Exercise details
Locate the line that contains "Keypoint placement rule: for each instance of the crew". Print it and each following line through the end of the listing, verbatim, and nothing more.

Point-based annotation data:
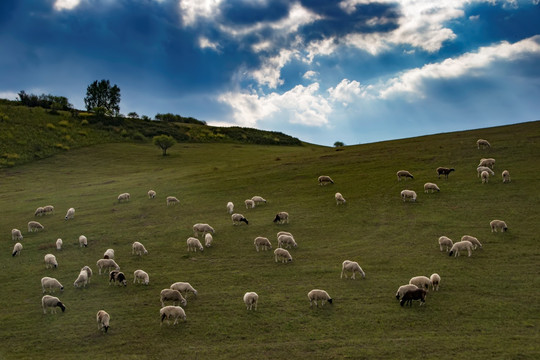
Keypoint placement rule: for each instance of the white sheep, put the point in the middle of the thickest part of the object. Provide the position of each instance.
(141, 275)
(316, 295)
(49, 283)
(408, 194)
(461, 246)
(251, 299)
(50, 261)
(48, 301)
(138, 249)
(262, 243)
(194, 244)
(498, 224)
(172, 312)
(103, 319)
(282, 255)
(352, 266)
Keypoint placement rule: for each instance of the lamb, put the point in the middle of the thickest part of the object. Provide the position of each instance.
(461, 246)
(48, 301)
(445, 242)
(238, 218)
(352, 266)
(194, 244)
(16, 249)
(431, 186)
(138, 248)
(404, 174)
(172, 312)
(282, 255)
(262, 243)
(317, 294)
(141, 275)
(408, 194)
(172, 295)
(103, 319)
(48, 283)
(498, 224)
(251, 299)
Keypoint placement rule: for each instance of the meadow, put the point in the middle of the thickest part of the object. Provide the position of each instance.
(487, 306)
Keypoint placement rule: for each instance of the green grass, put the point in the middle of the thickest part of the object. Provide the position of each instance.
(487, 306)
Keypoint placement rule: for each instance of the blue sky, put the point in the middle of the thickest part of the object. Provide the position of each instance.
(355, 71)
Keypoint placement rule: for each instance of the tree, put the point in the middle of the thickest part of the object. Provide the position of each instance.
(102, 94)
(164, 142)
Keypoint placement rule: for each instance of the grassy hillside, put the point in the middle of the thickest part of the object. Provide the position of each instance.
(487, 305)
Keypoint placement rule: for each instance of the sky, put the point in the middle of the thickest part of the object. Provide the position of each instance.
(355, 71)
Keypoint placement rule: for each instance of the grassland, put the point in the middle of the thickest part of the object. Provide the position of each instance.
(487, 307)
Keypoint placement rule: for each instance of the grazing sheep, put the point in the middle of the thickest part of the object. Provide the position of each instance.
(50, 261)
(431, 186)
(352, 266)
(461, 246)
(194, 244)
(138, 249)
(238, 218)
(251, 299)
(103, 319)
(404, 174)
(172, 295)
(172, 312)
(317, 294)
(445, 242)
(408, 194)
(498, 224)
(325, 180)
(262, 243)
(282, 255)
(48, 301)
(141, 275)
(48, 283)
(34, 226)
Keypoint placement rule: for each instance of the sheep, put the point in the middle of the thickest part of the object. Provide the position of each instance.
(431, 186)
(317, 294)
(461, 246)
(184, 288)
(238, 218)
(49, 283)
(107, 264)
(16, 234)
(194, 244)
(282, 255)
(435, 281)
(103, 319)
(498, 224)
(48, 301)
(282, 217)
(445, 242)
(422, 282)
(172, 312)
(50, 261)
(408, 194)
(325, 180)
(34, 226)
(340, 200)
(172, 295)
(70, 214)
(506, 176)
(141, 275)
(138, 248)
(404, 174)
(251, 299)
(353, 266)
(262, 243)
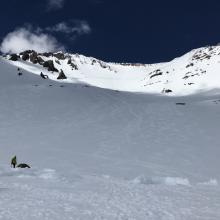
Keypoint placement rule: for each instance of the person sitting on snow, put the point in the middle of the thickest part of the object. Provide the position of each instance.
(14, 161)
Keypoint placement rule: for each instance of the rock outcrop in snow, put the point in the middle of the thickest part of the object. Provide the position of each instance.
(196, 71)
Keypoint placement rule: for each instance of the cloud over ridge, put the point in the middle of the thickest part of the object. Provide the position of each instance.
(25, 39)
(55, 4)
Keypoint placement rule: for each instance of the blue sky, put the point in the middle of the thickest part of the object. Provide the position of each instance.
(113, 30)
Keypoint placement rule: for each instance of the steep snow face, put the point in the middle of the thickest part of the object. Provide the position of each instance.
(100, 154)
(194, 72)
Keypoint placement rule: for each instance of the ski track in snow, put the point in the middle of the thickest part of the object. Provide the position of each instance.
(101, 154)
(103, 197)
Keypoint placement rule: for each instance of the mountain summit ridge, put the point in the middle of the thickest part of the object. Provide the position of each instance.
(197, 70)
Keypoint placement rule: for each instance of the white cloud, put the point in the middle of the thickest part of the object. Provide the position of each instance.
(25, 39)
(55, 4)
(76, 27)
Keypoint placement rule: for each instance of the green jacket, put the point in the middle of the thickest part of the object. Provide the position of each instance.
(14, 160)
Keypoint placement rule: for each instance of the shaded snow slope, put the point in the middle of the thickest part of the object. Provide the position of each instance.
(102, 154)
(194, 72)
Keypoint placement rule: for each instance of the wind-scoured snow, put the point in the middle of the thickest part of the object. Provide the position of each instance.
(106, 154)
(194, 72)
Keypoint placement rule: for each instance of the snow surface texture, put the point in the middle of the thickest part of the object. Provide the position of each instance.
(194, 72)
(104, 154)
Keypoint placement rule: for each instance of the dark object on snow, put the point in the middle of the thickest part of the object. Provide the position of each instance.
(59, 56)
(23, 165)
(180, 103)
(44, 76)
(62, 75)
(14, 57)
(49, 64)
(33, 57)
(25, 56)
(14, 161)
(167, 91)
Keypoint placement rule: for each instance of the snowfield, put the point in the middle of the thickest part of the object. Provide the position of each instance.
(108, 154)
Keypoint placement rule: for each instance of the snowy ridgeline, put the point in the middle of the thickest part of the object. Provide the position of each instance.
(105, 154)
(194, 72)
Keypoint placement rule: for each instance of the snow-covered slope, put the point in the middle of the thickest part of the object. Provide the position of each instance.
(194, 72)
(104, 154)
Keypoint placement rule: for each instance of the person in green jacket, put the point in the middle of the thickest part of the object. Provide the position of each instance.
(14, 161)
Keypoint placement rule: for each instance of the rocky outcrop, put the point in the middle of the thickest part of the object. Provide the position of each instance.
(14, 57)
(61, 75)
(50, 66)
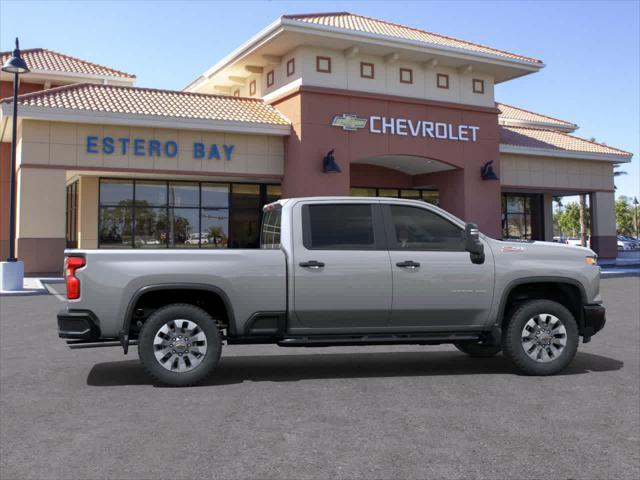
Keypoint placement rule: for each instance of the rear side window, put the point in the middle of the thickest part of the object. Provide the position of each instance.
(338, 227)
(270, 234)
(419, 229)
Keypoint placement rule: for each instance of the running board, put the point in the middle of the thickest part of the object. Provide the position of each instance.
(353, 340)
(73, 344)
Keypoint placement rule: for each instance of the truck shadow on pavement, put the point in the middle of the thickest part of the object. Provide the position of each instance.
(291, 368)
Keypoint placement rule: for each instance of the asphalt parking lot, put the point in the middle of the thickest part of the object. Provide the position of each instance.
(351, 412)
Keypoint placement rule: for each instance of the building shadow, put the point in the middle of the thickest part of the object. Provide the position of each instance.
(292, 368)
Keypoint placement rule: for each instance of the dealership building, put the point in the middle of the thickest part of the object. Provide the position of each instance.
(317, 104)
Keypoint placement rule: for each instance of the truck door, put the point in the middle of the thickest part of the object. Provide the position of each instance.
(435, 284)
(342, 274)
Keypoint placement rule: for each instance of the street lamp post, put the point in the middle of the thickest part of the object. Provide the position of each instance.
(635, 214)
(12, 270)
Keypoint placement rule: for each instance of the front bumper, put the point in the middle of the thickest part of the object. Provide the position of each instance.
(78, 325)
(593, 321)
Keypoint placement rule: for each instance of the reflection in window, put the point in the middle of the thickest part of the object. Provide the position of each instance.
(419, 229)
(181, 214)
(339, 227)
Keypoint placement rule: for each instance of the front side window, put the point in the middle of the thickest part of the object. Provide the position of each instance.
(420, 229)
(338, 227)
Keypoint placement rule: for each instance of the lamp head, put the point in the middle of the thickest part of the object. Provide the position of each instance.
(15, 63)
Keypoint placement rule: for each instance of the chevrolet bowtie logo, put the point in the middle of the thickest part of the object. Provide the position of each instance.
(349, 122)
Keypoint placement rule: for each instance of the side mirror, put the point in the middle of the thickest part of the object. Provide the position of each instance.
(472, 243)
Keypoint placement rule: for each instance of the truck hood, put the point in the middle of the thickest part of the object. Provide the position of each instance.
(542, 249)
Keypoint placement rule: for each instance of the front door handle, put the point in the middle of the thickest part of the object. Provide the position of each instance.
(312, 264)
(408, 264)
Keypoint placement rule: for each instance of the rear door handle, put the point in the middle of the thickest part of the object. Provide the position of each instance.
(408, 264)
(312, 264)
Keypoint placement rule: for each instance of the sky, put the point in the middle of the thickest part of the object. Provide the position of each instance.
(591, 49)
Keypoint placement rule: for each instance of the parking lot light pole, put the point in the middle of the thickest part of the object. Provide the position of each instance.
(12, 271)
(635, 214)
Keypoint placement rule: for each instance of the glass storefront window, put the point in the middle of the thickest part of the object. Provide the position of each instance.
(178, 214)
(184, 228)
(151, 194)
(245, 215)
(521, 216)
(430, 196)
(364, 192)
(215, 195)
(116, 192)
(274, 192)
(116, 227)
(182, 194)
(388, 192)
(151, 227)
(215, 227)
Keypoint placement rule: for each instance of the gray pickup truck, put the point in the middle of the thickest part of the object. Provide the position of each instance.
(338, 271)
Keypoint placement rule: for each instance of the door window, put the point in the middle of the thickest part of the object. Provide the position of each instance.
(419, 229)
(338, 227)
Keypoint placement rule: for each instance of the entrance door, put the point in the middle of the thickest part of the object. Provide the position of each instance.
(342, 275)
(435, 284)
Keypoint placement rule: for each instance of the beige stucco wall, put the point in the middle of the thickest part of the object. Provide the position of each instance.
(64, 144)
(41, 203)
(556, 173)
(88, 212)
(345, 74)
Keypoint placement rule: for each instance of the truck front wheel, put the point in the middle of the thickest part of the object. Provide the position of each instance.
(179, 345)
(541, 337)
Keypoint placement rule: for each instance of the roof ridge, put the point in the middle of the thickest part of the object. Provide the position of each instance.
(537, 60)
(26, 96)
(130, 75)
(129, 87)
(317, 14)
(550, 130)
(22, 50)
(536, 113)
(71, 57)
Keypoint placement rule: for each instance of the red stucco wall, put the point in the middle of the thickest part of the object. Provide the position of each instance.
(462, 191)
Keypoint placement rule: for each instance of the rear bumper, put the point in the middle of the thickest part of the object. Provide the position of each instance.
(594, 320)
(78, 325)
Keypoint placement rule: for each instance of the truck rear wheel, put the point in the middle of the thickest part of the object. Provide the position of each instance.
(179, 345)
(478, 349)
(541, 337)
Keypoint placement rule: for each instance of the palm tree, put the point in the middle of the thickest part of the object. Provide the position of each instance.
(583, 219)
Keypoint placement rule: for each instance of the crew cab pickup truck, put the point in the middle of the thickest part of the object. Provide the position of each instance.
(338, 271)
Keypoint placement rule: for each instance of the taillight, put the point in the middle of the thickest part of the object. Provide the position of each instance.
(73, 284)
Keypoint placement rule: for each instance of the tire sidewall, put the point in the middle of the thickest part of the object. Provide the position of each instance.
(512, 341)
(153, 325)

Answer for this exercise
Keypoint placement rule: for each instance of the crew cab pickup truck, put the point in the middle of the thickest part of the object. Provide the position of each instance.
(338, 271)
Keypoint placement rule: for each instance of the taillight, put the point in the middle of the thickest part of the object. Provide the position of each instance.
(73, 284)
Keypoint placement rule: for each instance of the tire sidewall, put the point in the middle of the thickest part of the object. Provide the position of each instance.
(512, 341)
(153, 325)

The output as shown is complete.